→ **Task directions**
Copy out, precisely as given, the lines from the line with "If you could mark the rolling" to the end of the entries that follow.
Content starts
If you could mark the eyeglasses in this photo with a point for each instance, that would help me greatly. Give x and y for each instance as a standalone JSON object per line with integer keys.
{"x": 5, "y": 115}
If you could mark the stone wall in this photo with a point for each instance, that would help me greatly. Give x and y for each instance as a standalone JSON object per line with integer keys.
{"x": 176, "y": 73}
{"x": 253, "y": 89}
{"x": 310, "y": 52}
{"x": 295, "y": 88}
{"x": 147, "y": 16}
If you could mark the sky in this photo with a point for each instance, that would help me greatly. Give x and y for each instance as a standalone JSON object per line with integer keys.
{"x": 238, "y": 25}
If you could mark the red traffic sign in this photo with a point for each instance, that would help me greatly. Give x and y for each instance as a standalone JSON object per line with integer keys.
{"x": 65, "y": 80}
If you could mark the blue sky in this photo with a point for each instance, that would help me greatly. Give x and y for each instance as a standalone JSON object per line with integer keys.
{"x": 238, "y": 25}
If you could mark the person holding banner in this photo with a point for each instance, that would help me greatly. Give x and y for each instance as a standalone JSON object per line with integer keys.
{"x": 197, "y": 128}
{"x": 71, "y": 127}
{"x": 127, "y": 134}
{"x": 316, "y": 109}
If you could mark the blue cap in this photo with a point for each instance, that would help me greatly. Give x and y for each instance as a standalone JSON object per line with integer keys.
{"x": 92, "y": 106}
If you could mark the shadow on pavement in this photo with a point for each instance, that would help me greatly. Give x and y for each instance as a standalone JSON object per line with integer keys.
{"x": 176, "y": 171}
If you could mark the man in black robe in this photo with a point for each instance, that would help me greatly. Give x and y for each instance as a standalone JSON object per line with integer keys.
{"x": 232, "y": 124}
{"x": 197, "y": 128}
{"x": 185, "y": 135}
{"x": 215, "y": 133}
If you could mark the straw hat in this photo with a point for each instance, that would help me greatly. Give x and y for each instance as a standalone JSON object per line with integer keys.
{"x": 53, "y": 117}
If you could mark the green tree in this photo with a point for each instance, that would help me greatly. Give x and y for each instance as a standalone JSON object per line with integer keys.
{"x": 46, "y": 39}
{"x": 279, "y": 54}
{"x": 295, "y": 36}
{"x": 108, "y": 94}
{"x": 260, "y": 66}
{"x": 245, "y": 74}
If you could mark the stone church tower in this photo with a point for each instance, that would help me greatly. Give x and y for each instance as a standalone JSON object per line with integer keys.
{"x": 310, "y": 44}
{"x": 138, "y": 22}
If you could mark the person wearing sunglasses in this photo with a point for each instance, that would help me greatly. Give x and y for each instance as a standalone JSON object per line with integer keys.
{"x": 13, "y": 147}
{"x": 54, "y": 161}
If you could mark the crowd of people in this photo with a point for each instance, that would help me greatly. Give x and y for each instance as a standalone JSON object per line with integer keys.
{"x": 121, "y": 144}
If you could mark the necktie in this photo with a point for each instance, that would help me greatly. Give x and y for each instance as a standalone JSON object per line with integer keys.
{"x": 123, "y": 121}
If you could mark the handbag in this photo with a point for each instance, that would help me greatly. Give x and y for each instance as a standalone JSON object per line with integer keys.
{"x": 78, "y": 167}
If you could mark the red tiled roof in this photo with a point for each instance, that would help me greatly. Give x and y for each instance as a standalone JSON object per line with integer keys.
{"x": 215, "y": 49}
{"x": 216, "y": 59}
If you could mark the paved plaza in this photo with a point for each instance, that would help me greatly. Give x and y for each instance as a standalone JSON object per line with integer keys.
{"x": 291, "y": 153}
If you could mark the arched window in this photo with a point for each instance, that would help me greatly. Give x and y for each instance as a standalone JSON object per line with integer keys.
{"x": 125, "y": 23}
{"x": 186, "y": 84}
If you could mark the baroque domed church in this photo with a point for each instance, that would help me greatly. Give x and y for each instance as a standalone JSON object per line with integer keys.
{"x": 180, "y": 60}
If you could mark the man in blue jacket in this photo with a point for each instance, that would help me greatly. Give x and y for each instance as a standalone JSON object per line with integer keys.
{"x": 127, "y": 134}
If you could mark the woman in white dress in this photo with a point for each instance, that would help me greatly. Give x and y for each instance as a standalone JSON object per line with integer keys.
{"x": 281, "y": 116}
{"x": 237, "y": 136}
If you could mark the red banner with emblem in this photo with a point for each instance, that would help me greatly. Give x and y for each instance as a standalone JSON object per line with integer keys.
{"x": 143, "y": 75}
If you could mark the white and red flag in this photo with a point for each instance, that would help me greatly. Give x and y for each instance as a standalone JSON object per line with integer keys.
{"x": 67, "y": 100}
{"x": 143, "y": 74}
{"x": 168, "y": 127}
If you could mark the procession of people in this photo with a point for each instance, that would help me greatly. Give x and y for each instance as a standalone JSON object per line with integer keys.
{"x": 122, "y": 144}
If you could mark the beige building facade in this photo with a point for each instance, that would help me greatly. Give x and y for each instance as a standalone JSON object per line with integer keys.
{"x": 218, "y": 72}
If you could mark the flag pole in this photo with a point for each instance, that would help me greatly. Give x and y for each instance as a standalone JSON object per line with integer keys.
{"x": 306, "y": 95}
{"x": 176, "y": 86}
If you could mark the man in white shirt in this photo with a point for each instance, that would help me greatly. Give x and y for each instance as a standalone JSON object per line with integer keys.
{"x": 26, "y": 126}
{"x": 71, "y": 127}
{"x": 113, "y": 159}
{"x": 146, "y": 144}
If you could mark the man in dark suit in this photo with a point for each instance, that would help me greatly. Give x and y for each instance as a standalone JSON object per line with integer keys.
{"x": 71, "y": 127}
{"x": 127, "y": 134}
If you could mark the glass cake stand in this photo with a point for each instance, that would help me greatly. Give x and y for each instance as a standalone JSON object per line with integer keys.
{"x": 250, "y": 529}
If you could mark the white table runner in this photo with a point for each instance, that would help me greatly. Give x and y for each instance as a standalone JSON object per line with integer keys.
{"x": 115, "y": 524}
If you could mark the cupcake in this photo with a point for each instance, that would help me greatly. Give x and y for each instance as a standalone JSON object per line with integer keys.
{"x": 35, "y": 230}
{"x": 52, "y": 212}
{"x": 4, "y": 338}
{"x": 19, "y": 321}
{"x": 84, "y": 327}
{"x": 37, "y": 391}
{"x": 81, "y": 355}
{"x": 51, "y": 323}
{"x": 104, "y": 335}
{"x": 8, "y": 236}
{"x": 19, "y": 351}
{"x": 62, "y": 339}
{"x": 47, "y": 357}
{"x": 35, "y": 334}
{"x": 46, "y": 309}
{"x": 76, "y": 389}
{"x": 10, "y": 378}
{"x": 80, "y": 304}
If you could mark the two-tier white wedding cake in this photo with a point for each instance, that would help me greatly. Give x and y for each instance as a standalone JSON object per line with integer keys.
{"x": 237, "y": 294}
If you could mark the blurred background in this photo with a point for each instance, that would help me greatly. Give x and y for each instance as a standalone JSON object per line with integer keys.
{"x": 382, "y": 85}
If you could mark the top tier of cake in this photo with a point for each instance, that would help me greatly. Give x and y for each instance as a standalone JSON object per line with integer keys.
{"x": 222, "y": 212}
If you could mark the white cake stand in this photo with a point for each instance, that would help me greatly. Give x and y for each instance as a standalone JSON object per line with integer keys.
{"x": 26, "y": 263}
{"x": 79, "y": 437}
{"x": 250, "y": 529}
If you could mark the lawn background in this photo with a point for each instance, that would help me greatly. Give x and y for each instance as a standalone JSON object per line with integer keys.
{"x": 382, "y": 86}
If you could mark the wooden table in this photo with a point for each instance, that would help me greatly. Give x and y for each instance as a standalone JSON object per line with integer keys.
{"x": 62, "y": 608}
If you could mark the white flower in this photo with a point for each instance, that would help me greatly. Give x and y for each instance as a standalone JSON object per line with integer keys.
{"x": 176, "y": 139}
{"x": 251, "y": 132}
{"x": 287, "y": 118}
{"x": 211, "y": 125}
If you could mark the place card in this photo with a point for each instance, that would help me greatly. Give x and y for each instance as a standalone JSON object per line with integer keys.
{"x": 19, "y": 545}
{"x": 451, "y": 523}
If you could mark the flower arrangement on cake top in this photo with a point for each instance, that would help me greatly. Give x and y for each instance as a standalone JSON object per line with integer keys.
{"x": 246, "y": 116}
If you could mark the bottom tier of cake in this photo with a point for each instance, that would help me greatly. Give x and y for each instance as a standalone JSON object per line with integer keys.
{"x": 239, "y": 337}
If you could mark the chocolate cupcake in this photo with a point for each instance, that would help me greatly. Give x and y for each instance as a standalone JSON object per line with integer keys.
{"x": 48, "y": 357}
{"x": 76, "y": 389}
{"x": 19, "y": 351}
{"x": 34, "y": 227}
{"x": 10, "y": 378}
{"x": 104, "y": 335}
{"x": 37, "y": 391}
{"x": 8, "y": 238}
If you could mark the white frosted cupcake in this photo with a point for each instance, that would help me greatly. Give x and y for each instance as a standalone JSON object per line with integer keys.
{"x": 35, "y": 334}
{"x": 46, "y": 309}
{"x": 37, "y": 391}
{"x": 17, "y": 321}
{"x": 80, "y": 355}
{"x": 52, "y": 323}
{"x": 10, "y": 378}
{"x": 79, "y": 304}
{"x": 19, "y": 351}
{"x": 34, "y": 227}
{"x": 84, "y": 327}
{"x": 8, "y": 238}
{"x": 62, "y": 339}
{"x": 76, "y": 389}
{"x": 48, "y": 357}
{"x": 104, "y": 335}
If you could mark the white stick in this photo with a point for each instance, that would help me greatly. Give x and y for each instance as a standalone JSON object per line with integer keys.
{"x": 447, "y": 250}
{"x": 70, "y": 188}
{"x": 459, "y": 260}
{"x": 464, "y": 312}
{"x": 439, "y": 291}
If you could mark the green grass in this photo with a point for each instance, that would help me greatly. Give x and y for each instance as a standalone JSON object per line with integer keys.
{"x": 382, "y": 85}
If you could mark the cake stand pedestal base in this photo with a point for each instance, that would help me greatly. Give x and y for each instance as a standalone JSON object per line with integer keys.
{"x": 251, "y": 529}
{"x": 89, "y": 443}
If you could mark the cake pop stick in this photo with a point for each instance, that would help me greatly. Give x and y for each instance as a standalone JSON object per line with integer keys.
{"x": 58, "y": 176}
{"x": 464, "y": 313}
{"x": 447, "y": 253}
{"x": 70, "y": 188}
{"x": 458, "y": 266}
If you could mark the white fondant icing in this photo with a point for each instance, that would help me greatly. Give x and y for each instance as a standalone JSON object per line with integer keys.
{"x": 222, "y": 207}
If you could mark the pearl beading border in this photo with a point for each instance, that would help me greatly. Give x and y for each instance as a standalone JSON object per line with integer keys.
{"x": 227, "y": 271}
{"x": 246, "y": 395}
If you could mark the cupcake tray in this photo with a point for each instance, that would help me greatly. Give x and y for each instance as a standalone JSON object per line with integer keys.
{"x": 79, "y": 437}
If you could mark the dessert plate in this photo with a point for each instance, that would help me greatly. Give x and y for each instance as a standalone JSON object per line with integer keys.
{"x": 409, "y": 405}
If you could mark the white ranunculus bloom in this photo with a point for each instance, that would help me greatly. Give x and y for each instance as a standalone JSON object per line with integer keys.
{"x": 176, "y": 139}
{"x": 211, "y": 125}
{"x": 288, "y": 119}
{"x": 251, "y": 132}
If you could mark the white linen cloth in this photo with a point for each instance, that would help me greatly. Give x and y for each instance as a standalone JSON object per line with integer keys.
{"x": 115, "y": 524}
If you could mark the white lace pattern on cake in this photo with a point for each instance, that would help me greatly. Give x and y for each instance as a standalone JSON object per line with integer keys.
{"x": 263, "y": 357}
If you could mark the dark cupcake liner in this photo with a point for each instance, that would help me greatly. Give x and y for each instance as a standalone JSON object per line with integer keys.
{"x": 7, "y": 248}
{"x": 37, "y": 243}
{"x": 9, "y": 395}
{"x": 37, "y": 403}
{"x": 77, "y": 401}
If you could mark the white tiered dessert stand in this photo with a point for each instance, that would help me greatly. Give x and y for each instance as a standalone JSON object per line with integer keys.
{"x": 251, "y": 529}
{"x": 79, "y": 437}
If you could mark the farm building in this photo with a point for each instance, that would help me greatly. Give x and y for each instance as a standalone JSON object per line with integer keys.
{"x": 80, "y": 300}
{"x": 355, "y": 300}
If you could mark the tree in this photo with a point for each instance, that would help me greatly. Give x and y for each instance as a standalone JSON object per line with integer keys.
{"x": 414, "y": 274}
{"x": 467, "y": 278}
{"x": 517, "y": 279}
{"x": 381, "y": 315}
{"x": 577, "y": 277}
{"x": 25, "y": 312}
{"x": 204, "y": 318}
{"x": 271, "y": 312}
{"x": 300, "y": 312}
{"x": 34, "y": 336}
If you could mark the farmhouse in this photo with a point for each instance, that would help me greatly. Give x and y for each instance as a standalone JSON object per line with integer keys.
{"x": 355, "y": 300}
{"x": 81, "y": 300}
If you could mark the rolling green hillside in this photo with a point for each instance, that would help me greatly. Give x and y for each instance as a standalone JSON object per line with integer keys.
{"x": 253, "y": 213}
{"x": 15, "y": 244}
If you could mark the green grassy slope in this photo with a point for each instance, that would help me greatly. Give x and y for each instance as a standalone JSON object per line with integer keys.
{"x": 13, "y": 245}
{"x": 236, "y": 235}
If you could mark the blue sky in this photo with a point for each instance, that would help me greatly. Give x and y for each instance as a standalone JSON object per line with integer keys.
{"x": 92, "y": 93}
Content ends
→ **Answer section**
If you could mark the rolling green hillside in this photo with a point for each instance, that would help me greatly. Give x and y for each instance as a standalone JSON object per line with integer keys.
{"x": 253, "y": 213}
{"x": 15, "y": 244}
If you could mark the green grassy slope in this photo with a point for each instance, that would help me greatly. Give x and y for each instance as a standalone JSON object per line with integer keys.
{"x": 13, "y": 245}
{"x": 236, "y": 235}
If you could mark the blue sky in this photo with a point for each instance, that would help me greatly. Give x and y for each instance as a standalone JSON object per line with integer keys.
{"x": 92, "y": 93}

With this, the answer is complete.